━━━ Document section

FIG. 2 is a flow chart illustrating an example method for detecting and identifying small objects in an image using a machine learning algorithm performed by a UAV.

It should be noted that in the description of method 200, features of the method may be used in both singular and plural forms, and in various aspects of the method, both forms may be used unless explicitly stated otherwise. For example, the term "object" may refer to both one object of interest and to a plurality of objects of interest. Thus, the term "specified parameter" may refer to a parameter of one search object, or may refer to parameters of a plurality of search objects.

The result of detecting and identifying a small object may be to select a set of pixels associated with the object of interest depicted on the image and to determine the object of interest using the selected set of pixels.

As shown in fig. 2, the claimed method 200 for detecting and identifying small objects in images obtained from detection module 110 using a calculation module 120 implementing at least one machine learning algorithm may include a series of sequential steps performed by the components that make up UAV 100.

According to the flowchart shown in fig. 2, detection module 110 may generate at least one image for analysis during UAV100 flight at step 210. In one aspect, UAV100 may fly along a given route and under real-time control, while UAV100 may also be configured to dynamically adjust the route. In one aspect, the detection module 110 may generate the ground image at least once per second from the air. The resulting size of the generated image and, accordingly, the picture presented by the image may be adjusted and may depend on the capabilities of the detection module 110 itself and the computing capabilities of the autonomous device that may implement the computing module 120. At the same time, the pictures in the obtained images should have high resolution for analysis, as the flight of UAV100 may be performed at heights exceeding 100 meters (e.g., 150 meters) so that the obtained images may be analyzed.

In one aspect, step 210 may additionally specify the flight path, photography mode, and parameters (e.g., frame/second frequency, image resolution) of UAV100 prior to image generation. Further, the computing module 120 may obtain data about at least one object to search for the object in the obtained image. The data about the object may be another image representing the object, a description of the object, a shape, a color, an estimated size, etc. of the object.

━━━━━━
━━━ Supplied material

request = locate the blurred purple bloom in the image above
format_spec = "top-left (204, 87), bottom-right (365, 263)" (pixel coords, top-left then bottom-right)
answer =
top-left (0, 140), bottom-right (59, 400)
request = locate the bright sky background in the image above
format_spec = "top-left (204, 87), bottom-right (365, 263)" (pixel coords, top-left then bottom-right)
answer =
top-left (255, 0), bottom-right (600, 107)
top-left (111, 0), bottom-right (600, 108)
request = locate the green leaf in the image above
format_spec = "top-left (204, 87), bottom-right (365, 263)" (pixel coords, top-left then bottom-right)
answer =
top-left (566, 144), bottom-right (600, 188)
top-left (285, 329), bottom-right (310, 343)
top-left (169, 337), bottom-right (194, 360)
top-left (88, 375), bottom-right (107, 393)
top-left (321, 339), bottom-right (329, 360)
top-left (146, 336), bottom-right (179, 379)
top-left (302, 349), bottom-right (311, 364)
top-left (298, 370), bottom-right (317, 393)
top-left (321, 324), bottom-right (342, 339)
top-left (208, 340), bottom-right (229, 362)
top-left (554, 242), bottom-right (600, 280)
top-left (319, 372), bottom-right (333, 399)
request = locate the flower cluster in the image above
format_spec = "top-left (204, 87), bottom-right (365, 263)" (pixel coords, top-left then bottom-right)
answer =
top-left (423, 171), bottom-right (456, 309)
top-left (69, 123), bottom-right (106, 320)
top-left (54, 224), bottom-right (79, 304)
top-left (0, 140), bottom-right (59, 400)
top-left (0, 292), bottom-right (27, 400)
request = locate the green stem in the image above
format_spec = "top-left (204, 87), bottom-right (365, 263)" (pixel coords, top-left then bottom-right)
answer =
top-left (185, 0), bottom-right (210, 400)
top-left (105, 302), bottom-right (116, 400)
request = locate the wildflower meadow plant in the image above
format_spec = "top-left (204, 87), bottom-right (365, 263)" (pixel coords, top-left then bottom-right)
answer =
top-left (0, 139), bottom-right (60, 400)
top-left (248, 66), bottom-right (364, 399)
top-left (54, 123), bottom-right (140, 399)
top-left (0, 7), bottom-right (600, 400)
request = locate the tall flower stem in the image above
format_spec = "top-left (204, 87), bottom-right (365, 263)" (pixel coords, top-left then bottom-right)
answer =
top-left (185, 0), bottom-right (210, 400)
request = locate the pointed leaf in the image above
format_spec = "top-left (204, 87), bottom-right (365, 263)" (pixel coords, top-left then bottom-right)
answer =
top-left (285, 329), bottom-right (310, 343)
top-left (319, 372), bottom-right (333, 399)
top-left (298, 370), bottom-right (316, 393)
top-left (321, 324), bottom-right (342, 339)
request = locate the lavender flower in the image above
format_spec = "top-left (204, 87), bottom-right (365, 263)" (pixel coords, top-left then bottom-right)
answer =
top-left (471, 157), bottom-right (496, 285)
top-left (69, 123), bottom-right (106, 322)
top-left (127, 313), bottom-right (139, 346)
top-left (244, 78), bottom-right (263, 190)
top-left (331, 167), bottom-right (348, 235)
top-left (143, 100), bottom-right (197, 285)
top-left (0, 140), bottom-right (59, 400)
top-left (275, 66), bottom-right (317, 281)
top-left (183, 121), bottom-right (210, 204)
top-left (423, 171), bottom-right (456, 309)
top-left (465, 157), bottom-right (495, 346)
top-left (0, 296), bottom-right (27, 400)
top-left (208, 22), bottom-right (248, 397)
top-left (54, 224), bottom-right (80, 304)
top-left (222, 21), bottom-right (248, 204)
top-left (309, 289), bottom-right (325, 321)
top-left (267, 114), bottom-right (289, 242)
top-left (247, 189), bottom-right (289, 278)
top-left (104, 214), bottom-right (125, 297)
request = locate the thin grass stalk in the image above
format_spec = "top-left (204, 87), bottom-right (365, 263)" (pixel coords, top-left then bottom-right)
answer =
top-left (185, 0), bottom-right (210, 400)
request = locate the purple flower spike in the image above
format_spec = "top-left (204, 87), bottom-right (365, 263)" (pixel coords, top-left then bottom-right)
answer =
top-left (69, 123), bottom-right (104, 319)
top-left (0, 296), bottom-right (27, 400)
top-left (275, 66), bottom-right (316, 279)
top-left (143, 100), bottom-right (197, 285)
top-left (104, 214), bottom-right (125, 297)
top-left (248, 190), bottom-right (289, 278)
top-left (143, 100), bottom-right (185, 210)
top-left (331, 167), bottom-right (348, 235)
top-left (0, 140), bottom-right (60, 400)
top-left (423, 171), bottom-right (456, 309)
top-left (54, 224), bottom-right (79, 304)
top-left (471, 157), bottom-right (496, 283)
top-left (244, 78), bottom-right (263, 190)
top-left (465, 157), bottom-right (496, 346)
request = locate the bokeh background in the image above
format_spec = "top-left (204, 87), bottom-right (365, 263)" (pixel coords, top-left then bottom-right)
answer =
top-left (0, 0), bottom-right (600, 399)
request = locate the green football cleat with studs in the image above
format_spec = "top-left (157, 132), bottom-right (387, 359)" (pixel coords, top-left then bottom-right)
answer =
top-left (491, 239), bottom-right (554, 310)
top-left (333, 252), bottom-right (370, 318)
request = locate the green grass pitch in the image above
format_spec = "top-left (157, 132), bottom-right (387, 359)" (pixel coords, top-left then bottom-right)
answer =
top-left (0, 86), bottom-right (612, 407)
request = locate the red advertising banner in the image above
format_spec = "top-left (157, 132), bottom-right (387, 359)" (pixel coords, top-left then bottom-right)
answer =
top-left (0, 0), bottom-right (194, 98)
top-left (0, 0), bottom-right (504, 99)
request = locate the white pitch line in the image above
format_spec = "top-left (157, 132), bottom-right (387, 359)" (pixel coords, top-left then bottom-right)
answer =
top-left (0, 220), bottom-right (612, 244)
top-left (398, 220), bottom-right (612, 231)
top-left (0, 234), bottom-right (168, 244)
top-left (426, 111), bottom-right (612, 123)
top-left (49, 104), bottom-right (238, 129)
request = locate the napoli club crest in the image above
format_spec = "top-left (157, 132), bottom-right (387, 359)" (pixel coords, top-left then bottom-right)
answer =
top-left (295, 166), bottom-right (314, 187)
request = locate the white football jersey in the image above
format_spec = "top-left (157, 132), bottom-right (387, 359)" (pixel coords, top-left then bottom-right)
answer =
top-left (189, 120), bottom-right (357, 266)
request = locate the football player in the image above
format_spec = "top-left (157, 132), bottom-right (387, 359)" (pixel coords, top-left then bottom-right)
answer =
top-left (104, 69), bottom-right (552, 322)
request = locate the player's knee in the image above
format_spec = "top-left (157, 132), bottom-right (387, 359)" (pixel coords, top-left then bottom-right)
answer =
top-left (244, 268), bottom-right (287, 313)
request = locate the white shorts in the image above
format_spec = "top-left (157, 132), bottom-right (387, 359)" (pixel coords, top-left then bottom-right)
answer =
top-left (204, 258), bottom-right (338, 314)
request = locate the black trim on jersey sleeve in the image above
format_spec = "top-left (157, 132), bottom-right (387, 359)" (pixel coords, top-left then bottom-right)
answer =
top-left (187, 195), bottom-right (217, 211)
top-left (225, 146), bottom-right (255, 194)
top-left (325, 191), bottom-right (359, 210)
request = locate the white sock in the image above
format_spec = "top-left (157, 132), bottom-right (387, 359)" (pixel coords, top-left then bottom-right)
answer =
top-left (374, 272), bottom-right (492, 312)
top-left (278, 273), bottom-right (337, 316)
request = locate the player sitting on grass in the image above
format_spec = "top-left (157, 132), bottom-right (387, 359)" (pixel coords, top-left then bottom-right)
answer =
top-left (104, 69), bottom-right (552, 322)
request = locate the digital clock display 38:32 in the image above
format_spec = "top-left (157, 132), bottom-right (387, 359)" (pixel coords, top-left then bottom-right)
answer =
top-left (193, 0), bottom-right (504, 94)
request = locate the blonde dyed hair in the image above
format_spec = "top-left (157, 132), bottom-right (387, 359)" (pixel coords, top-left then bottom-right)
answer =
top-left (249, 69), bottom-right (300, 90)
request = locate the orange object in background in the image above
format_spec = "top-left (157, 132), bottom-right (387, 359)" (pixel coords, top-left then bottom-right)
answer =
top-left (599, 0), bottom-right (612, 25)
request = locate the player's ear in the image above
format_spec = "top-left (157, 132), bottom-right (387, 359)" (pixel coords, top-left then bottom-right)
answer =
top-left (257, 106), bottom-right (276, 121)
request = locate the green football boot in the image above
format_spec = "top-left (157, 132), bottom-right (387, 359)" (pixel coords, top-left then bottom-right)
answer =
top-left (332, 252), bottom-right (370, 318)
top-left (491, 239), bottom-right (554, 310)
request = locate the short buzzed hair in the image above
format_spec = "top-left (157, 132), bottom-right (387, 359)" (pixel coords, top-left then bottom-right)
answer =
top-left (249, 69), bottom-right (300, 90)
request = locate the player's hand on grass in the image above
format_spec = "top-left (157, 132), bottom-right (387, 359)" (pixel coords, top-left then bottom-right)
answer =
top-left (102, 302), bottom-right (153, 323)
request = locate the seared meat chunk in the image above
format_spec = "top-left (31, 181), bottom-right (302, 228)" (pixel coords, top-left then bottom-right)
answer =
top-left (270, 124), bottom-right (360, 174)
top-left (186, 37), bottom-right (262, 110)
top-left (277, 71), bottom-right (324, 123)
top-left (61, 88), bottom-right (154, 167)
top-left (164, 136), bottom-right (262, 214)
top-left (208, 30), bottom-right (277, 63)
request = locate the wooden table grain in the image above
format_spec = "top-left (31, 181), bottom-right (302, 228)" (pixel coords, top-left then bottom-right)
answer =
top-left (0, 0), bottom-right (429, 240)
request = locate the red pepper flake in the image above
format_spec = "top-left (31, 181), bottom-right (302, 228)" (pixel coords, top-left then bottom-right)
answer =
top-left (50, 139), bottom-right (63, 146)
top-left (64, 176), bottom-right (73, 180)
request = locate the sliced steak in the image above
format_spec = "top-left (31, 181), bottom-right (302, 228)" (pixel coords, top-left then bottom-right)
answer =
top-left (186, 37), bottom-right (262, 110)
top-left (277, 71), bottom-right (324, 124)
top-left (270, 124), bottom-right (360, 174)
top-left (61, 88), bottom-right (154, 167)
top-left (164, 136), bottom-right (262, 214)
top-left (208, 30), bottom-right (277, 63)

━━━━━━

_Set exercise A_. Decide whether each statement agrees with the passage on small-object detection by a UAV: (i) the detection module may generate the ground image at least once per second; (ii) the UAV must keep to a fixed route and cannot change it; (iii) the term "object" refers only to a single object of interest. For each, answer yes or no and quote the deciding words.
_Set exercise B_. The passage on small-object detection by a UAV names the kinds of data about an object that the computing module may obtain. List every one.
_Set exercise C_. Proceed with the passage on small-object detection by a UAV, starting after its last sentence.

_Written response A_.
(i) Yes: "the detection module 110 may generate the ground image at least once per second from the air"
(ii) No: "UAV100 may also be configured to dynamically adjust the route"
(iii) No: "the term "object" may refer to both one object of interest and to a plurality of objects of interest"

_Written response B_.
- another image representing the object
- a description of the object
- a shape
- a color
- an estimated size

_Written response C_.
In one aspect, in response to obtaining the image, the detection module 110 may send the obtained data to the calculation module 120 at step 220. The transmitted data may contain at least one image depicting the detected object. Furthermore, in real-time, computing module 120 may additionally receive location information (e.g., GPS coordinates and altitude of UAV 100) when the image was generated.

In one aspect, at step 230, the computing module 120 may analyze each received image in real-time using a machine learning algorithm to search for at least one object that meets the criteria provided in the search options.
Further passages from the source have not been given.